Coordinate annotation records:
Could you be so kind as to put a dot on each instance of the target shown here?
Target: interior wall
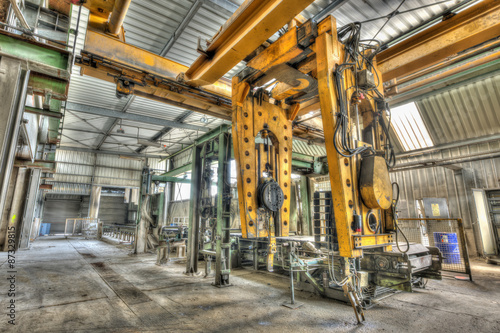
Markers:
(453, 182)
(58, 208)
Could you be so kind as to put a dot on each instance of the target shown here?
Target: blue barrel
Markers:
(447, 243)
(44, 229)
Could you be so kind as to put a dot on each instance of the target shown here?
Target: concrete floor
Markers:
(90, 286)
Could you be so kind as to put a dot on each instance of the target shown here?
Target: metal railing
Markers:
(124, 234)
(447, 235)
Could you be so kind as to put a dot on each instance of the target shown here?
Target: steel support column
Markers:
(13, 85)
(306, 204)
(194, 215)
(29, 208)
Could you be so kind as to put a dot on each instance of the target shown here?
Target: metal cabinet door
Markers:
(484, 223)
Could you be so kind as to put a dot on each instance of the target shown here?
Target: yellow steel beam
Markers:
(250, 26)
(107, 58)
(372, 241)
(327, 56)
(467, 29)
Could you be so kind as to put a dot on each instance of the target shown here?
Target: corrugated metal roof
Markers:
(362, 10)
(466, 112)
(150, 24)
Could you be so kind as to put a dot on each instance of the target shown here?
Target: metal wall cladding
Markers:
(442, 182)
(111, 170)
(466, 112)
(63, 189)
(115, 171)
(362, 10)
(157, 164)
(74, 167)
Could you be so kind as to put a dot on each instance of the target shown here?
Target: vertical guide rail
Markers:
(194, 215)
(328, 54)
(222, 237)
(465, 251)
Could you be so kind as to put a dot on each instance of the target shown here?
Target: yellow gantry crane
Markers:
(312, 66)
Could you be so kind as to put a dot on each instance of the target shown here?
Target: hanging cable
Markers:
(394, 206)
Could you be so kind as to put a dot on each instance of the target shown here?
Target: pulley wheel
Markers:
(271, 196)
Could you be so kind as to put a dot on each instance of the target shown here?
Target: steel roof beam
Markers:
(165, 130)
(131, 116)
(182, 26)
(250, 26)
(111, 152)
(115, 122)
(469, 28)
(333, 6)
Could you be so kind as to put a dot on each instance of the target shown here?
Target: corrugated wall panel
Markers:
(466, 112)
(58, 208)
(450, 184)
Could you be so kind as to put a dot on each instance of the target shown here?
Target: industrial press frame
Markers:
(316, 68)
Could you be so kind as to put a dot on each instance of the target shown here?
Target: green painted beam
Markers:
(202, 139)
(163, 178)
(43, 112)
(19, 47)
(178, 171)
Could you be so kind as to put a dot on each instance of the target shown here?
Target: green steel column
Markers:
(194, 216)
(306, 204)
(222, 237)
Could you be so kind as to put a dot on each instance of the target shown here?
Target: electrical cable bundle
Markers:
(394, 206)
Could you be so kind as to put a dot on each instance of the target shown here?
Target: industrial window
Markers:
(410, 128)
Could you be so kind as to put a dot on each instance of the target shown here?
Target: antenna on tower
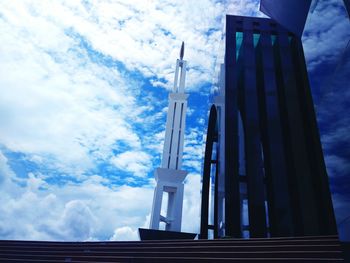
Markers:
(182, 50)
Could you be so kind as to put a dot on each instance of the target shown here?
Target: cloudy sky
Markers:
(83, 102)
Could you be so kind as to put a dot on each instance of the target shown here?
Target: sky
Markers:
(84, 88)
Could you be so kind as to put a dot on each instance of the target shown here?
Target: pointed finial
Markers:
(182, 51)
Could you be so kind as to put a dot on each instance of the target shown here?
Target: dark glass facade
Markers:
(263, 152)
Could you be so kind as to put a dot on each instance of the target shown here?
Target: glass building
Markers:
(263, 153)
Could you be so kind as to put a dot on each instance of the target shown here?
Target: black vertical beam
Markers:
(216, 195)
(313, 144)
(232, 195)
(347, 6)
(206, 173)
(303, 190)
(280, 214)
(253, 154)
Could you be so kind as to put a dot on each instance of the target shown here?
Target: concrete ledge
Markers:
(152, 234)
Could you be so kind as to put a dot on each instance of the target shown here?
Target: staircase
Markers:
(301, 249)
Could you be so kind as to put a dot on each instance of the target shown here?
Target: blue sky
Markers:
(84, 88)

INSTRUCTIONS TO FOLLOW: Leave out the pictures and restate everything else word for word.

TASK RESULT:
Could you be so kind as to put a dot on each instance of the target shown here?
Target: interior wall
Markers:
(453, 182)
(58, 208)
Could you be so kind as to put a dot on each instance of the target shown here?
Target: blue barrel
Markers:
(447, 243)
(44, 229)
Could you be so kind as to put a dot on each instance of the target shown here?
Target: concrete floor
Markers:
(90, 286)
Could you be so kind as to put a dot on each instance of the target shown here?
Target: metal railing
Markers:
(124, 234)
(447, 235)
Could you be so kind as to put a dot on each instance of the target shown here?
Target: steel support column
Markers:
(13, 85)
(306, 204)
(194, 215)
(29, 208)
Could you be so kind as to put a dot on each instance of the target shown here?
Target: metal cabinet door
Markers:
(484, 223)
Could you be so kind as to put a dot on each instance of the target shown here?
Target: yellow steel beam
Markers:
(250, 26)
(107, 58)
(372, 241)
(327, 56)
(467, 29)
Could you be so kind as to put a dot on each instance of the target shown here?
Target: corrugated metal roof
Markers:
(362, 10)
(466, 112)
(150, 24)
Could you be so kind as to put a dot on each instance of the target shown here?
Target: metal wall cladding
Markers:
(442, 182)
(111, 170)
(466, 112)
(63, 189)
(115, 171)
(362, 10)
(157, 164)
(74, 167)
Could you be so kind as to put a dot on each instance of the target shown here?
Target: vertical guide rail
Markers:
(194, 215)
(328, 54)
(222, 237)
(465, 251)
Could you be so kind as to put a dot on each instance of the target shown here?
Target: yellow gantry crane
Markers:
(312, 66)
Could you be so kind as to put a dot on each instance of the target shown here?
Target: hanging cable
Markers:
(394, 206)
Could you be so kind as to put a dot on each instance of the target shown here?
Target: pulley wheel
Markers:
(271, 196)
Could you be so kind as to put a dot on each instance of the target shown here?
Target: steel roof beam
Markers:
(165, 130)
(131, 116)
(182, 26)
(250, 26)
(111, 152)
(115, 122)
(469, 28)
(333, 6)
Could you be so kind as to put a dot on each instance of the target shown here?
Target: corrugated wall panel
Markers:
(466, 112)
(58, 208)
(450, 184)
Could you be so kind as to put a dot on each instance of the target shown here?
Target: industrial press frame
Markers:
(316, 68)
Could you be so kind as to put a dot on each instance of the target shown here?
Target: green painted beam
Markers:
(202, 139)
(163, 178)
(43, 112)
(19, 47)
(178, 171)
Could you be so kind as to put a dot on each instance of the target shown here?
Target: green steel column
Markers:
(194, 216)
(306, 204)
(222, 237)
Could you be so kind as to put a dot on each instance of the target shown here?
Target: electrical cable bundle
Markers:
(394, 206)
Could you be so kind as to put a dot on each instance of the target shown here?
Target: industrial window
Markers:
(410, 128)
Could you be so kind as to put a dot on each instance of the target shown here?
Target: antenna on tower
Markers:
(182, 50)
Could you be so kind as to put a dot on each instance of the target shown here?
Target: cloudy sky
Markers:
(83, 102)
Could you be so kind as to put a dot on each instance of the target shown here?
Target: sky
Markers:
(84, 88)
Could you be so kind as to put a dot on each instance of the target shown here?
Target: pointed finial
Markers:
(182, 51)
Could you be so kind as to put a dot on each instance of the target shown here?
Target: dark glass facade
Markers:
(263, 152)
Could you be so kind as to put a dot on each instance of the target shown here?
Target: glass building
Markers:
(263, 153)
Could you be so kind as to put a dot on each instance of the target shown here?
Target: black vertical beam
Markers:
(216, 195)
(313, 144)
(232, 195)
(347, 6)
(206, 173)
(303, 190)
(280, 214)
(253, 154)
Could you be so kind as to put a dot on each instance of the target shown here?
Target: concrete ledge
Markers:
(152, 234)
Could you be so kind as to put a dot on each instance of the target shown here?
Target: staircase
Markers:
(301, 249)
Could you be so kind as to put a dot on each instance of the target shown here?
Target: blue sky
Markers:
(84, 88)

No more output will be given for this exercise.